PROBLEM. Retyping the entire listing exactly is the task.

DATA FOR PROCESSING.
= = = = = = =

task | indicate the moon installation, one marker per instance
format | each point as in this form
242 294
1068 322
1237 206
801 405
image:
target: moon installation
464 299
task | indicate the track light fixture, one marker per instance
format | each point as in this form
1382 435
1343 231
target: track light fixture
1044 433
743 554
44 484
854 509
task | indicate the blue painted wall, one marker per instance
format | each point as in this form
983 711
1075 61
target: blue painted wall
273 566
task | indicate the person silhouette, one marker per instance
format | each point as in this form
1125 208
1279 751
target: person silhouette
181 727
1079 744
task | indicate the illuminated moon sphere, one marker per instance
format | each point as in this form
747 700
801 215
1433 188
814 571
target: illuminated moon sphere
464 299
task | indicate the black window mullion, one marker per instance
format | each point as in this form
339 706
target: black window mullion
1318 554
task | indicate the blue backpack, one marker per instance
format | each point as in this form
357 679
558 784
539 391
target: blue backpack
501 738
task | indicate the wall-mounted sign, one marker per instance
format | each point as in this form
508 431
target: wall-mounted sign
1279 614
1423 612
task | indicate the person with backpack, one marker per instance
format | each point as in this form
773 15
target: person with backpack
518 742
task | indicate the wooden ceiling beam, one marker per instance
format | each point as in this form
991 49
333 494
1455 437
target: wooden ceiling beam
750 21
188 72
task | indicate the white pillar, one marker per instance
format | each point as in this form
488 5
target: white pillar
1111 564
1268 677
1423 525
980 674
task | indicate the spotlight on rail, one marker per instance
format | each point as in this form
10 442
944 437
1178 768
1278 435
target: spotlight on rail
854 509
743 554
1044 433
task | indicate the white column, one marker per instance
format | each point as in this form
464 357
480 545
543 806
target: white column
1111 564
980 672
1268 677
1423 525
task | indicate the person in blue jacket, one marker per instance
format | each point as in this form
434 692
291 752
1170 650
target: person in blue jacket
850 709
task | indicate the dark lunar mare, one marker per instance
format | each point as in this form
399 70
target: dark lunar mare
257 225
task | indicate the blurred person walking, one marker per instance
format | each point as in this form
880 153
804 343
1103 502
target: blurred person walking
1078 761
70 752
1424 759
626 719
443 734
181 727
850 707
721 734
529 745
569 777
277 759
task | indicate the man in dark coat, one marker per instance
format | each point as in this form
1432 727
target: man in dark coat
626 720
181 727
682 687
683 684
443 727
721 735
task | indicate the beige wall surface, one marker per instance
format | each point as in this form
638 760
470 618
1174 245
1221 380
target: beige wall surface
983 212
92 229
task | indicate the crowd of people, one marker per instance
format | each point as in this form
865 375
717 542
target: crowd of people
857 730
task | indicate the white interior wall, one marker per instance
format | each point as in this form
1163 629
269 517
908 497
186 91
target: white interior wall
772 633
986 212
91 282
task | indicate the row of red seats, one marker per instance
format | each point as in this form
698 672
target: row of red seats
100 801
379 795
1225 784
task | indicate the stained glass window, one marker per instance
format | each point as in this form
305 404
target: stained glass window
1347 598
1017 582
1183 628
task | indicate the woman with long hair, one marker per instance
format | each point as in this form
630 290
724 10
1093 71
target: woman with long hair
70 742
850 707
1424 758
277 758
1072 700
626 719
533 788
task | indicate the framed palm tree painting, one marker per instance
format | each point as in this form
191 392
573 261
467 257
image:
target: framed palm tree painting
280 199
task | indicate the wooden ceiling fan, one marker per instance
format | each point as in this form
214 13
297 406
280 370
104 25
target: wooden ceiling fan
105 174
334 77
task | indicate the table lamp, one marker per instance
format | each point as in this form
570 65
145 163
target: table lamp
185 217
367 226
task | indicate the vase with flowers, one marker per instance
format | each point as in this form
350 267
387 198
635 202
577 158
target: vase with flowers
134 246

= = = = = = =

WRITTEN RESPONSE.
task | indicate the moon installation, one marker per instance
format | each point as in this form
242 294
1068 322
1237 206
801 405
image:
target: moon installation
464 299
task | indicate the track light fixture, one marker per instance
format | each point as in this form
1382 435
1343 231
target: track light fixture
1044 433
743 554
44 484
854 509
task | indicate the blue painted wall, one marker per instance
format | each point as in this form
983 711
1075 61
target: blue painted wall
273 566
task | indicate the person silhouette, one marker per instance
format | each point as in this form
1125 208
1279 751
target: person silhouette
181 727
1079 744
task | indicate the illuminated moon sphere, one marker per instance
format | each point as in this form
747 700
801 215
1433 188
814 571
target: illuminated moon sphere
464 299
task | indicate the black window mullion, one marker per instance
format | each point as in this form
339 706
target: black window mullion
1318 554
task | indicate the blue backpack, one marker per instance
format | each point as in this form
357 679
558 784
539 391
target: blue backpack
501 738
task | indicate the wall-mounted sign, one marker per instance
format | each point as in this form
508 431
target: wall-mounted sign
1279 614
1423 612
task | indicate the person with backpack, one marker per instance
format | each point as in this form
773 15
target: person with backpack
518 742
task | indicate the wooden ceiling beam, one marker per instance
format | each point as in this form
991 49
333 494
1455 437
target: wooden ceiling beam
750 21
188 72
task | indicate the white pillar, one marker per instance
format | each point as in this form
488 5
target: white pillar
1111 564
1268 677
1423 525
980 674
task | indicate the spotlight on rail, one marker per instance
format | each point as in this form
10 442
944 437
1178 768
1278 435
target: spotlight on rail
854 509
743 554
1044 433
task | indicate the white column, one marker per instance
format | each point as in this form
464 357
480 545
543 806
target: white column
1111 564
980 672
1268 677
1423 525
task | indicate the person in blue jacket, one marker per instance
format | each point as in this form
434 692
291 752
1170 650
target: person in blue jacket
850 709
task | indicate the dark lunar mare, one marker per instance
format | each point as in this form
399 70
target: dark lunar mare
257 225
task | indicate the blurred person walking, one marker per instance
format | each point as in this form
880 153
804 343
1103 502
target: blurred person walking
1078 761
70 752
1424 759
626 719
443 734
181 727
850 707
721 734
529 745
569 777
277 759
task | indicate the man in dark coat, one marker per instance
format | each point as in this form
1432 727
target: man in dark coat
626 720
181 727
682 687
683 684
443 727
721 735
task | indicate the beige wall surface, one marker per instance
format | each point as in this form
638 760
470 618
1174 245
1221 380
target: beige wall surface
983 212
92 229
task | indicate the crowd of people, one marker per instance
format | each point as in this form
865 375
717 542
target: crowd of people
857 730
task | indicate the white interior wall, one marker per instance
format | each point as in this form
1163 629
269 517
908 497
186 91
target: white interior wall
772 633
986 212
91 282
task | indicate the row of red seats, one marker per instance
format | each point as in this form
698 672
target: row of red seats
100 801
379 795
1225 784
task | indicate the stained glass window, one marker per instance
format | each point as in this form
305 404
target: stained glass window
1347 598
1017 582
1183 628
task | indicate the woman with long hair, one marker per instance
format | each point as in this form
630 290
724 10
1093 71
target: woman with long hair
70 742
850 707
1424 758
277 758
1072 700
626 719
533 788
task | indicate the framed palm tree painting, one marker per instance
format | each point as in this form
191 392
573 261
467 257
image:
target: framed palm tree painting
280 199
task | indicate the wooden ceiling fan, one marker per instance
format | each point as in this form
214 13
297 406
280 370
104 25
target: wooden ceiling fan
105 174
334 77
task | indicate the table lamp, one marker per instance
format | each point as in this form
570 65
145 163
target: table lamp
185 217
367 226
task | indicate the vase with flowers, one marker per instance
format | each point as in this form
350 267
387 198
635 202
577 158
target: vase with flowers
134 246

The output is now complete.